Source records
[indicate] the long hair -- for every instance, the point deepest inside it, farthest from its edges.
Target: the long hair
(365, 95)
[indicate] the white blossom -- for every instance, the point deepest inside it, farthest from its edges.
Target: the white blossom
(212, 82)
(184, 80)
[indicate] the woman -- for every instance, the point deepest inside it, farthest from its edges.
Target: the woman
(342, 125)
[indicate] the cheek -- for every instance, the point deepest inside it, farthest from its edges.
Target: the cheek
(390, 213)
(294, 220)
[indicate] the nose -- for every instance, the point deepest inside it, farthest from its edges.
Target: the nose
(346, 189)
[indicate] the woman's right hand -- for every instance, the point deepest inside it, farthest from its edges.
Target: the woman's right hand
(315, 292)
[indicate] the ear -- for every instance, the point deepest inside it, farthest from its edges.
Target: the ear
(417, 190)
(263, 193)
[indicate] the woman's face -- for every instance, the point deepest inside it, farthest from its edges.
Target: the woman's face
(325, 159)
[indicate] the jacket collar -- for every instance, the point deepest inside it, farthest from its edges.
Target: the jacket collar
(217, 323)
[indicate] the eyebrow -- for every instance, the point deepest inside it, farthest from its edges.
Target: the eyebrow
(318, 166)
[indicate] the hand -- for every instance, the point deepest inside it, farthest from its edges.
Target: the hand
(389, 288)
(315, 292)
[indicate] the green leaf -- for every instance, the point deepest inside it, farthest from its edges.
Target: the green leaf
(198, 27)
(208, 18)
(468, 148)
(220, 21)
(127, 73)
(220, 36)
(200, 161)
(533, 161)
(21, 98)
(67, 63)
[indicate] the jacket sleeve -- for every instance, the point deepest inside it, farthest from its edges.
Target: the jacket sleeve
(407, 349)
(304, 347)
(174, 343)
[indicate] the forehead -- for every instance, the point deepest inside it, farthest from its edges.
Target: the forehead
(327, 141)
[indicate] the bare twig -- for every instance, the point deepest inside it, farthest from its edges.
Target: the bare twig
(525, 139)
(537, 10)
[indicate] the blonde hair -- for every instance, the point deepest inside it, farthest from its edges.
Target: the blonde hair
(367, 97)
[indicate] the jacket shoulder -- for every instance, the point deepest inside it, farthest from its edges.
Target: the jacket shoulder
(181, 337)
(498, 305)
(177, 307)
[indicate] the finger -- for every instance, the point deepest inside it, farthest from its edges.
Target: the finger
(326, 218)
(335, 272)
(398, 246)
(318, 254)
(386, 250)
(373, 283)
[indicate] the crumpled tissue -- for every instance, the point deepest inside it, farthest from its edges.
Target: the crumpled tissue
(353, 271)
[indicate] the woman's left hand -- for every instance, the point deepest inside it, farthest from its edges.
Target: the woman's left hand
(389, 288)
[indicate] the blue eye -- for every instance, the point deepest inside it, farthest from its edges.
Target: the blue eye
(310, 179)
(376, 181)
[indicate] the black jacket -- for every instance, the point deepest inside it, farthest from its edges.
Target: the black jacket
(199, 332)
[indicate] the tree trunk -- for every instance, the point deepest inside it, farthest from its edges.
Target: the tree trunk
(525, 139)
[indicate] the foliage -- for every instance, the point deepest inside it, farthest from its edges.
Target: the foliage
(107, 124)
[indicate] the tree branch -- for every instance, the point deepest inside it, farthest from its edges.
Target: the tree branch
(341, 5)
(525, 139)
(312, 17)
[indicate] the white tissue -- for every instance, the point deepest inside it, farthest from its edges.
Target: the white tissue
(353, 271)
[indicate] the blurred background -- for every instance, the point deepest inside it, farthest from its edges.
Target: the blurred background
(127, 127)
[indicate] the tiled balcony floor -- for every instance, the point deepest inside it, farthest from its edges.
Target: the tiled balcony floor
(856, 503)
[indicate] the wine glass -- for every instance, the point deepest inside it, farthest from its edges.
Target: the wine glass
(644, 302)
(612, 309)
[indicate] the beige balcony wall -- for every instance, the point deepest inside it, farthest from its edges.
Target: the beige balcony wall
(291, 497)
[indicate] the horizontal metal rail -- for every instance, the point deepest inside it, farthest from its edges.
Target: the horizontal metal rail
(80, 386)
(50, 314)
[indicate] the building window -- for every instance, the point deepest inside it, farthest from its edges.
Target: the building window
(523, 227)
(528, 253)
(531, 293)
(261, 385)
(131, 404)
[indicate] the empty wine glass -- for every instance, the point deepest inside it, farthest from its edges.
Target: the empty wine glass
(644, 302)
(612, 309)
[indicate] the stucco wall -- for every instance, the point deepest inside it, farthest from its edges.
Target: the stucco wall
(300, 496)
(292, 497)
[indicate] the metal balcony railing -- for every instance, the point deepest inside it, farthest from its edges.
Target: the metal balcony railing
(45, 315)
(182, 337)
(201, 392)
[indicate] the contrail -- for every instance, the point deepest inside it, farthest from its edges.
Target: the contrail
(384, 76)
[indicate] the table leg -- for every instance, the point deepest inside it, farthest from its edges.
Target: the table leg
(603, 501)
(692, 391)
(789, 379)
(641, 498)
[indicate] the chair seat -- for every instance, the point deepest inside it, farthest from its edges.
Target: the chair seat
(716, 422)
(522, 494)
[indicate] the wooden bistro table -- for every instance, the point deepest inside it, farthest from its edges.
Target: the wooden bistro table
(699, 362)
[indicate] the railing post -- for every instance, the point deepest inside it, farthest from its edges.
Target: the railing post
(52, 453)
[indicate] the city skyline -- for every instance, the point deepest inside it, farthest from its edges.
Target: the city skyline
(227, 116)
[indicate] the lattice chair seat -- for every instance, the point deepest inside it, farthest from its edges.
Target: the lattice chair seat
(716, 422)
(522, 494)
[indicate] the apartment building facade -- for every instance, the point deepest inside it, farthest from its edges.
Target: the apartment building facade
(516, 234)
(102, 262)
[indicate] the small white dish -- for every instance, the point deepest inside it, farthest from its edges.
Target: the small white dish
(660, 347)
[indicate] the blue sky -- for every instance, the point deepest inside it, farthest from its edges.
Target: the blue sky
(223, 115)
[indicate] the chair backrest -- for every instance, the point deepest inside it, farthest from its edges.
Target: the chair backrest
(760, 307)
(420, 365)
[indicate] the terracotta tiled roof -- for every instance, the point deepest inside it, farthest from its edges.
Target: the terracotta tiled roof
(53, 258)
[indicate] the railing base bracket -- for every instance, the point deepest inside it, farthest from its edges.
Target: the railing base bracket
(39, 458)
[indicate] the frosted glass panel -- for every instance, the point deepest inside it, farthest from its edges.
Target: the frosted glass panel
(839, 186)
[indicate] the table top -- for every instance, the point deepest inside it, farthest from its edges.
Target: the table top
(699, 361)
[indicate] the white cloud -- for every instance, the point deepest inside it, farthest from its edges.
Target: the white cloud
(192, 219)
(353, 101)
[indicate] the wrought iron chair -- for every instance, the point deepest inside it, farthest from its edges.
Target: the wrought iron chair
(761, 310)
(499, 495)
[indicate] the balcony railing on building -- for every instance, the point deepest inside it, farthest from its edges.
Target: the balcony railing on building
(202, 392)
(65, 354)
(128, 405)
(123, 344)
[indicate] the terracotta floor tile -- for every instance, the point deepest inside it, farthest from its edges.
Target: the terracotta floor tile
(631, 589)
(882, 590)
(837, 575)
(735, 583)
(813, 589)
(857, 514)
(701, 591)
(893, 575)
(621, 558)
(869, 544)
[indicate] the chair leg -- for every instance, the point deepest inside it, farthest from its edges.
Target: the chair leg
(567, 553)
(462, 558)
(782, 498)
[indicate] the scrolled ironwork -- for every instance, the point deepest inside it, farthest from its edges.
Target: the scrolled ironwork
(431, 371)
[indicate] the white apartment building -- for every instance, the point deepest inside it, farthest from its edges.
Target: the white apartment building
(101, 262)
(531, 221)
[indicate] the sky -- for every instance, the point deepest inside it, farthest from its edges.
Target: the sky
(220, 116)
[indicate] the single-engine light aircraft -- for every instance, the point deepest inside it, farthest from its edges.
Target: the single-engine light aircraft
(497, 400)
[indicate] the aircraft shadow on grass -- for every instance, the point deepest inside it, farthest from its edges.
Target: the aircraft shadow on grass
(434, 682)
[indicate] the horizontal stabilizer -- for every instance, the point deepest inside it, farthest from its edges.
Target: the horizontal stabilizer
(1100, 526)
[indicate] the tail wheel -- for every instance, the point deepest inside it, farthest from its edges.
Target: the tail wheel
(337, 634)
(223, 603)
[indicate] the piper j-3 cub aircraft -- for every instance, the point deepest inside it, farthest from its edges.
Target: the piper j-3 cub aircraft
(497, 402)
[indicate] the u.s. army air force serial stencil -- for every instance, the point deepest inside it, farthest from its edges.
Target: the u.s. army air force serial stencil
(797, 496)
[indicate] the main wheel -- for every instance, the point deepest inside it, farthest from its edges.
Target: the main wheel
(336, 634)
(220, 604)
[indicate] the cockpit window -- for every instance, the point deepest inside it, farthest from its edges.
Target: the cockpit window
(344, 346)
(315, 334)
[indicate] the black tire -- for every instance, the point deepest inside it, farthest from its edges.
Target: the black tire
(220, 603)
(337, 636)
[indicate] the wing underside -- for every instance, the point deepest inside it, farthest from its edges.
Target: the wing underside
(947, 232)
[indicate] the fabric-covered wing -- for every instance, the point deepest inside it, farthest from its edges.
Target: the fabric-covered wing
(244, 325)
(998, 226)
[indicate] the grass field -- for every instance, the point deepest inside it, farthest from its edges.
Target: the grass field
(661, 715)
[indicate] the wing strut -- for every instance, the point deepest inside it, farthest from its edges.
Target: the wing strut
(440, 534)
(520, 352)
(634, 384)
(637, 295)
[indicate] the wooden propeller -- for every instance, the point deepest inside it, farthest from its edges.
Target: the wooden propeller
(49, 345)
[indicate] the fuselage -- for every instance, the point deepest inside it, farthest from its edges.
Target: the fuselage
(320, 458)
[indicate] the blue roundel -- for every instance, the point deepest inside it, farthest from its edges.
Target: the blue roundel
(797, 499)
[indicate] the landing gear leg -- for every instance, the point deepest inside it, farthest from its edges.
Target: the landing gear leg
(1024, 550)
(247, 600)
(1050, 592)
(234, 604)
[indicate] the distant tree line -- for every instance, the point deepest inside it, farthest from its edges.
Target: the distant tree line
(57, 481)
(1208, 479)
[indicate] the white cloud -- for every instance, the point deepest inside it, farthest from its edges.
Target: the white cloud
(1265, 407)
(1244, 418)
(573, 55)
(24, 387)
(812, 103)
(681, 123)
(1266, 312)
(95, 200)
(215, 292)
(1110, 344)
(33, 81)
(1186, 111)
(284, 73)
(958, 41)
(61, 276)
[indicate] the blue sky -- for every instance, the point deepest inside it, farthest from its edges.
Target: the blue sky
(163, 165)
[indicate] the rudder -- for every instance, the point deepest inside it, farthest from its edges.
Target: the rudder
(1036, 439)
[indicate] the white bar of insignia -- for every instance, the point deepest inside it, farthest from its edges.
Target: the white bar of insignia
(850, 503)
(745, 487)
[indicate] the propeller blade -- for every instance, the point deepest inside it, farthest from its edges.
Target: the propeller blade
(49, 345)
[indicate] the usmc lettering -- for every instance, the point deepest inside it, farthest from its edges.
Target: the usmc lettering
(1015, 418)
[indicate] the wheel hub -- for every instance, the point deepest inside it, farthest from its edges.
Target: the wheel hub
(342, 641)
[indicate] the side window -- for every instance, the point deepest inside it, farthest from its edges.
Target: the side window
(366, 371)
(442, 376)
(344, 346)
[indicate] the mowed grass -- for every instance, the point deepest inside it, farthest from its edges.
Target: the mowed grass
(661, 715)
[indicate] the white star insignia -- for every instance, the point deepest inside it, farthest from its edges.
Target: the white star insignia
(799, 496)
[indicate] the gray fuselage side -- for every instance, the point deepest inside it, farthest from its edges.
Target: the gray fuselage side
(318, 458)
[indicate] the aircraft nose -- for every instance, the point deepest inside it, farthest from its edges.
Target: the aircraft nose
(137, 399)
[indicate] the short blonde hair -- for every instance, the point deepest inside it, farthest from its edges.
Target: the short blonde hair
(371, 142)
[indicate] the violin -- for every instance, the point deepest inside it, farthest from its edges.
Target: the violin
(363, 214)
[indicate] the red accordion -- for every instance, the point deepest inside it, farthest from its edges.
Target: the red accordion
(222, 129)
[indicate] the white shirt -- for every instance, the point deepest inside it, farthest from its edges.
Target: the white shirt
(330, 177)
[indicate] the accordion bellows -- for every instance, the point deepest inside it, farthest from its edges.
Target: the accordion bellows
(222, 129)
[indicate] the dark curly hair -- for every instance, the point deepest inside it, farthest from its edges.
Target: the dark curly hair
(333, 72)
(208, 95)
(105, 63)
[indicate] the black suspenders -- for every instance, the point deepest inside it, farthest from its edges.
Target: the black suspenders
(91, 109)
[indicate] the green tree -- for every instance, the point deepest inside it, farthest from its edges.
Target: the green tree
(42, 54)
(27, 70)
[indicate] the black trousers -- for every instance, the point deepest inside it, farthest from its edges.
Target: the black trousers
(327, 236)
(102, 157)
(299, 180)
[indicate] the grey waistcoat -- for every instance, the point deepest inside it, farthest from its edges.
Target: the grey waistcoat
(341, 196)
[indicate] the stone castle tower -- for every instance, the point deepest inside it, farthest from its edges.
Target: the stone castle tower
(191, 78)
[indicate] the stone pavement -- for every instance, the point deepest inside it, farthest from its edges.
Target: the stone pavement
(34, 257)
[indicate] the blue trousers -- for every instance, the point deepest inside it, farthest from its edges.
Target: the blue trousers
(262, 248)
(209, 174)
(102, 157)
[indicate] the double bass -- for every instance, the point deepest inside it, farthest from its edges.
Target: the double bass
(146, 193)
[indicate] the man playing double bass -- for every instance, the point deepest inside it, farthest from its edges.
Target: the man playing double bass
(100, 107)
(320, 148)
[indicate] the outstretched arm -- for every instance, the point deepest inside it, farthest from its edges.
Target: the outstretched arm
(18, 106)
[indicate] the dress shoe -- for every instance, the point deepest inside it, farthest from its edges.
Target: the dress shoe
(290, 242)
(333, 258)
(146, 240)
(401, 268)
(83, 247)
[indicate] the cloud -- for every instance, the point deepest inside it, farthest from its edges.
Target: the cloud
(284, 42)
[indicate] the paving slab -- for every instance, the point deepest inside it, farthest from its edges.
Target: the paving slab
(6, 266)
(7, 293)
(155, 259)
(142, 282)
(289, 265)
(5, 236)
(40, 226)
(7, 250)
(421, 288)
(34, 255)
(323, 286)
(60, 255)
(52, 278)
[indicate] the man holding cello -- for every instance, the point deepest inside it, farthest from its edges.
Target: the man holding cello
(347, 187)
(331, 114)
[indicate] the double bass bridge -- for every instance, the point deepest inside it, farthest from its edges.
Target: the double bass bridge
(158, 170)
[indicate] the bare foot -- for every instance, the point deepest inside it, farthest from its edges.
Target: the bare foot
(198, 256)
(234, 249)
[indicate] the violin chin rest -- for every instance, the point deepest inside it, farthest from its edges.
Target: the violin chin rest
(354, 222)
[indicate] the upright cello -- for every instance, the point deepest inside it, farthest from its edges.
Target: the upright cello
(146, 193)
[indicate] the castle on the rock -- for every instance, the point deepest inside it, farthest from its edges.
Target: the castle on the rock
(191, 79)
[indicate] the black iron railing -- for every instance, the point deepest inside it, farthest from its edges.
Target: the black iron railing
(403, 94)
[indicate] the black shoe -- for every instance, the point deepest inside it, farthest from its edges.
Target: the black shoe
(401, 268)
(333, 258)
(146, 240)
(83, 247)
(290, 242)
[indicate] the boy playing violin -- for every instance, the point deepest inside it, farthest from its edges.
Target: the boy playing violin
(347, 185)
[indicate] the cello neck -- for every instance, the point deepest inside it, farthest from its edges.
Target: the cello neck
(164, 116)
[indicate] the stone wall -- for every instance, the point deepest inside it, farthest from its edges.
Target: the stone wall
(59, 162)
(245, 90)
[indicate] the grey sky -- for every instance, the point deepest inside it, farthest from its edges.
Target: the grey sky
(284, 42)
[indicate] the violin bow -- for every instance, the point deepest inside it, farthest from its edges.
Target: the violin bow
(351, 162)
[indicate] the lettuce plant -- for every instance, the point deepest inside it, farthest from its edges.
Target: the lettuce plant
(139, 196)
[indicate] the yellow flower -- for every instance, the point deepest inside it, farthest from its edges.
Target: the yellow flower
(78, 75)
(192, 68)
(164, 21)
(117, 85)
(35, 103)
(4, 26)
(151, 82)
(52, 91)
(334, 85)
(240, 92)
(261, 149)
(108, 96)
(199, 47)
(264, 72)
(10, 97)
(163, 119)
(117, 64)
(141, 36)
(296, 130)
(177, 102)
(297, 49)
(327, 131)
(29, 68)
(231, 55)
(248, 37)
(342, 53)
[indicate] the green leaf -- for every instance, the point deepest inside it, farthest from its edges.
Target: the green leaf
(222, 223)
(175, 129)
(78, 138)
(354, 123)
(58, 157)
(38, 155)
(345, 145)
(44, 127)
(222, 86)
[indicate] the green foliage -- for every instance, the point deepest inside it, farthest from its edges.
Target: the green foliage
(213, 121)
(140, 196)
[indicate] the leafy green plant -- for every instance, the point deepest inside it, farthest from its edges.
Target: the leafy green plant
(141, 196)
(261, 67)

Work instruction ▸ Reproduce the records above exactly, starting with the line that contains "Target: the violin bow" and ending with the last line.

Your response ▸
Target: the violin bow
(351, 162)
[indicate] the lettuce plant -- for every instance, the point deepest inside it, farthest from its edges.
Target: the lettuce plant
(139, 196)
[indicate] the yellow flower -- for every instance, the point deepest inside it, farthest from its edges.
Target: the yellow flower
(78, 75)
(192, 68)
(164, 21)
(117, 85)
(35, 103)
(4, 26)
(151, 82)
(52, 91)
(334, 85)
(240, 92)
(261, 149)
(108, 96)
(199, 47)
(264, 72)
(10, 97)
(163, 119)
(117, 64)
(141, 36)
(296, 130)
(177, 102)
(297, 49)
(327, 131)
(29, 68)
(231, 55)
(248, 37)
(342, 53)
[indicate] the green leaf -- for every instance, the point deepest inside it, farthest from its edges.
Target: the green leaf
(222, 223)
(175, 129)
(78, 138)
(354, 123)
(58, 157)
(38, 155)
(345, 145)
(44, 127)
(222, 86)
[indicate] the green foliage -- for every instance, the point deepest inside it, farthest from its edges.
Target: the green foliage
(213, 121)
(140, 196)
[indicate] the leafy green plant -- for every instance, the point deepest inside it, farthest from its edges.
Target: the leafy green plant
(141, 196)
(261, 67)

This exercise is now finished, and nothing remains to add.